* _Task 1_: Can you rewrite the COVID-19 treatment passage starting at "The World Health" and ending at "need for ventilation.", swapping "corticosteroids" for "steroids"?
* _Task 2_: What comes next in the COVID-19 treatment passage? Continue it from its final sentence.

* _Source passage_:
The World Health Organization (WHO) Guideline Development Group, which includes researchers from the Royal Melbourne Hospital, published their findings in the BMJ medical trade journal on Friday.

The report, based on results from seven trials involving more than 4,000 patients with non-severe, severe and critical COVID-19 infections, showed that the drug baricitinib, in combination with a group of anti-inflammatory drugs called corticosteroids, improved the survival rate of severe and critical cases and reduced their need for ventilation.

Baricitinib is a type of drug known as a Janus kinase (JAK) inhibitor and is usually used to treat rheumatoid arthritis.

The researchers say another arthritis drug, interleukin-6 (IL-6), could also be used to treat COVID-19, however, trials of two other JAK inhibitors, ruxolitinib and tofacitinib, had failed to show benefits against the disease, with tofacitinib even possibly causing serious side effects.

The WHO team has also made a “conditional recommendation” for the use of the monoclonal antibody (MAB) sotrovimab in cases of COVID-19 where patients are at risk of being hospitalized.

* _Information_:
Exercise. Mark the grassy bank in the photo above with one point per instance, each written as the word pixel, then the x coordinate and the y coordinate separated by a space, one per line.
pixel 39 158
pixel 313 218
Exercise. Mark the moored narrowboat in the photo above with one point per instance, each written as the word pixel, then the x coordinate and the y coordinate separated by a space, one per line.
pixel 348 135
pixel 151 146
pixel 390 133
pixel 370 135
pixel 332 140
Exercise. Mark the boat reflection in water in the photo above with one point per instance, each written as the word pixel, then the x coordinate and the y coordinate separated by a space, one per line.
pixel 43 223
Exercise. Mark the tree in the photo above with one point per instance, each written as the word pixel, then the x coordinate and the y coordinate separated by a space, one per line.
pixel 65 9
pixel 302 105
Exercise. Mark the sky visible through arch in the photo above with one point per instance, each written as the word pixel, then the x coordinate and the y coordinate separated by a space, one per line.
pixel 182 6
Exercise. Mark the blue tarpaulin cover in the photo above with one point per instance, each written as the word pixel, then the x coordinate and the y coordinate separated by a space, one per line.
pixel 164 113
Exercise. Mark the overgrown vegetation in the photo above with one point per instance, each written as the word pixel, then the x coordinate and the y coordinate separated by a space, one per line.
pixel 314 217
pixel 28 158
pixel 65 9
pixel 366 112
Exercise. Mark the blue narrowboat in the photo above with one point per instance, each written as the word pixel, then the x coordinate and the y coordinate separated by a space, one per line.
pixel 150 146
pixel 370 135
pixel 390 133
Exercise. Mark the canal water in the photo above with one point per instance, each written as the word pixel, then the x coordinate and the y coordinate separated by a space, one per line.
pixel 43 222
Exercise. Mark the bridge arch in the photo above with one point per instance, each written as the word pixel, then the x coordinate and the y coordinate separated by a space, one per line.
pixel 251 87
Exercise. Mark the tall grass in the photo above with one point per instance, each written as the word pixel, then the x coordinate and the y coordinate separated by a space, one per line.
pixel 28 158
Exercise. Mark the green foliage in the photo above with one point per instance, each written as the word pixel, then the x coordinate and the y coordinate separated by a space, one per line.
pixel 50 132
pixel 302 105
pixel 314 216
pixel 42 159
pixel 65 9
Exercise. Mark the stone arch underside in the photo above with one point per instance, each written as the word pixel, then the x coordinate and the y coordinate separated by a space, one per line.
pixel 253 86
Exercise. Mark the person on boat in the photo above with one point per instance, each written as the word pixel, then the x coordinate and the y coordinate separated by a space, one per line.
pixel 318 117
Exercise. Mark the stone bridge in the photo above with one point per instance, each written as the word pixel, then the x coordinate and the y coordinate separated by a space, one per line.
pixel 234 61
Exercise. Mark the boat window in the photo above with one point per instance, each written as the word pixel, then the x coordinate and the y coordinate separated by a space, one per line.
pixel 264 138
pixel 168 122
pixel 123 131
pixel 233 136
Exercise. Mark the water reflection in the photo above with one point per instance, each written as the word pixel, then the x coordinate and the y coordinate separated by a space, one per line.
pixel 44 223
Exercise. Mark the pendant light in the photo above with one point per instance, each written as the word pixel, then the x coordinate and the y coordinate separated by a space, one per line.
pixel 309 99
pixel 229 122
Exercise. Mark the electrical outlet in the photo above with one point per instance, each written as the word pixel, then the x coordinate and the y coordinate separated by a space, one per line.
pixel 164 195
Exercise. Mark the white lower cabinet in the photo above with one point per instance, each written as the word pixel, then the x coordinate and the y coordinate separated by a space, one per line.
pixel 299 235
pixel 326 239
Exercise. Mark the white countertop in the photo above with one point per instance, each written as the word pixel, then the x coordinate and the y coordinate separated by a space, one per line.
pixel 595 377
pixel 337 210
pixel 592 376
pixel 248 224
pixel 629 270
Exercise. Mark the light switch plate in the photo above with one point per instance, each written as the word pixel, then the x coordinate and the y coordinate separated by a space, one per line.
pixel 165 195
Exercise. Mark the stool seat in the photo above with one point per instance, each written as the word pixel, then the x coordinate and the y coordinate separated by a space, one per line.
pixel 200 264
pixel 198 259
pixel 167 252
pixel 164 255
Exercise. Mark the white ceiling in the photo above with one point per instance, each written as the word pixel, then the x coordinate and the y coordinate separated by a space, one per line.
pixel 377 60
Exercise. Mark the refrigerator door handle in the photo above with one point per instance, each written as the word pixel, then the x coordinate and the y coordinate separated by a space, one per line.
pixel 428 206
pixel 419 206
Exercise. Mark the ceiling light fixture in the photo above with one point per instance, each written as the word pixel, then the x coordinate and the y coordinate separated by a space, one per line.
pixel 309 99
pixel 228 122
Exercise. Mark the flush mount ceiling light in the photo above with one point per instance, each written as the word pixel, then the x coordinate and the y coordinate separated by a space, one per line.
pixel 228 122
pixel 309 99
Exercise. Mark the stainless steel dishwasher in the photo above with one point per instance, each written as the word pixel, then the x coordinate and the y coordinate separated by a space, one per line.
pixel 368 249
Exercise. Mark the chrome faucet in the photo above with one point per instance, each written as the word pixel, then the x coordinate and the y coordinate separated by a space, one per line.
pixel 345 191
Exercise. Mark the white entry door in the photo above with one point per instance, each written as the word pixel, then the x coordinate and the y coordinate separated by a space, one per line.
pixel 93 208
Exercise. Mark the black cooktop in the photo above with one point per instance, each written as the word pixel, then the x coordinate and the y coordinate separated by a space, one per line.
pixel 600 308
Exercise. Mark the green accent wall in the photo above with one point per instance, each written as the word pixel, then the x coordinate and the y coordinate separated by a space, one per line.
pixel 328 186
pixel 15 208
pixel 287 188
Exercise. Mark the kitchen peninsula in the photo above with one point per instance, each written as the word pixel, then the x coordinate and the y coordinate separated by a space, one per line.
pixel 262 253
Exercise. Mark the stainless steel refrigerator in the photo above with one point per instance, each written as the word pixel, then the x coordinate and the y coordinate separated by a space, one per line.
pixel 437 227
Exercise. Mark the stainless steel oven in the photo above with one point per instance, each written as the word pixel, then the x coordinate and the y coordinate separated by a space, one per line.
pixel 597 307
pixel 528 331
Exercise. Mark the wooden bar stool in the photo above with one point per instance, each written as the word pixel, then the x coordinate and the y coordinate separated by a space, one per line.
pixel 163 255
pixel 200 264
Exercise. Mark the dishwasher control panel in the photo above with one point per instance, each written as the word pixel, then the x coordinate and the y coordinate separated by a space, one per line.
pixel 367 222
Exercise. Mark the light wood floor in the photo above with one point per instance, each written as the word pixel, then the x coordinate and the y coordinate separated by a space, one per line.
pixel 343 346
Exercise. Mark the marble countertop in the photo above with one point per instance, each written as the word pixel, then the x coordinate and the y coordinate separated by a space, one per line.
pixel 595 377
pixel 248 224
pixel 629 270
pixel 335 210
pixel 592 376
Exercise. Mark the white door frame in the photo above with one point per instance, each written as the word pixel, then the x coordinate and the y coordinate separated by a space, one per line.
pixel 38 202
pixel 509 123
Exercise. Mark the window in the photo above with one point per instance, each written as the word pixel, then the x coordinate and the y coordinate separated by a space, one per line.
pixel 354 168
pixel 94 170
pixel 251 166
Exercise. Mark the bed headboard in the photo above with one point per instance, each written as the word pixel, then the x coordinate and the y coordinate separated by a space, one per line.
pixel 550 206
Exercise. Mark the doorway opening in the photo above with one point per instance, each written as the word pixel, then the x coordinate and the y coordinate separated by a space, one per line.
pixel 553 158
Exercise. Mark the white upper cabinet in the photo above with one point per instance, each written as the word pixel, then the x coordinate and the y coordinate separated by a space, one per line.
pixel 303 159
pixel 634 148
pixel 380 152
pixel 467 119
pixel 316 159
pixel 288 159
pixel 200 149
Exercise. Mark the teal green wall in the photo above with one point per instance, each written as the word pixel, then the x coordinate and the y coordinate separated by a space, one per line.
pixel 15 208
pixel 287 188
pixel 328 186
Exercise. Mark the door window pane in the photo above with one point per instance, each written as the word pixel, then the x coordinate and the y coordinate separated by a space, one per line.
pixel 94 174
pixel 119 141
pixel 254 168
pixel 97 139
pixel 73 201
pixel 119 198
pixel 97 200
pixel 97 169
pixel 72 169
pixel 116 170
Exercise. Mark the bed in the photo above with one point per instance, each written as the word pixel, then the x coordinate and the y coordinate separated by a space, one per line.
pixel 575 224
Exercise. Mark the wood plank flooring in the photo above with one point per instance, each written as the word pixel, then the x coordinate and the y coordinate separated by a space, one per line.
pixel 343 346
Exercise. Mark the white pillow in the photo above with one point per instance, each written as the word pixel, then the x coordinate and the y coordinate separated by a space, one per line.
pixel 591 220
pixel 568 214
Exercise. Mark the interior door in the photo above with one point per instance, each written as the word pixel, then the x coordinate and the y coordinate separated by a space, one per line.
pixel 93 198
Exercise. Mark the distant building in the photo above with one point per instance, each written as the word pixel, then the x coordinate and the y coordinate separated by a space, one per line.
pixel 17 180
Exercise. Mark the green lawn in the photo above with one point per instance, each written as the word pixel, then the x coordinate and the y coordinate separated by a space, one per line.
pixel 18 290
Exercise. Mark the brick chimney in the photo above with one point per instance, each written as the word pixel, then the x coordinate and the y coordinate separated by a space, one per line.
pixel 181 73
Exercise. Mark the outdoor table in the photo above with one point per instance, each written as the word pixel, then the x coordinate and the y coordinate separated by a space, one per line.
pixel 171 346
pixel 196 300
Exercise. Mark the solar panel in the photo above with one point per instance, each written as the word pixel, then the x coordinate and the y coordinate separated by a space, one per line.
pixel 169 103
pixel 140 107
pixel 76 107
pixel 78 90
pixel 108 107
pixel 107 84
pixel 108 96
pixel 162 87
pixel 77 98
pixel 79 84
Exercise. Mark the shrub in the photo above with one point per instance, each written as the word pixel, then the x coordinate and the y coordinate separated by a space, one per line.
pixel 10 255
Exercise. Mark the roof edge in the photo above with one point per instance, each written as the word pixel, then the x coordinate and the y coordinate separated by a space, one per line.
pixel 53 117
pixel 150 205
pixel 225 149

* _Reply 1_:
The World Health Organization (WHO) Guideline Development Group, which includes researchers from the Royal Melbourne Hospital, published their findings in the BMJ medical trade journal on Friday.

The report, based on results from seven trials involving more than 4,000 patients with non-severe, severe and critical COVID-19 infections, showed that the drug baricitinib, in combination with a group of anti-inflammatory drugs called steroids, improved the survival rate of severe and critical cases and reduced their need for ventilation.

* _Reply 2_:
A similar recommendation has been made by the WHO for another MAB drug, casirivimab-imdevimab. The experts note, however, there is, to date, insufficient data to recommend one MAB treatment over another.

The experts also acknowledge the effectiveness of MABs against new COVID-19 variants such as Omicron remain uncertain and they will update their guidelines when additional data becomes available.

The report, which they describe as “living guidelines”, aims to help doctors make better decisions with COVID-19 patients.

Living guidelines are useful in fast-moving research areas such as COVID-19 because they allow researchers to update previously peer-reviewed evidence summaries as new information becomes available.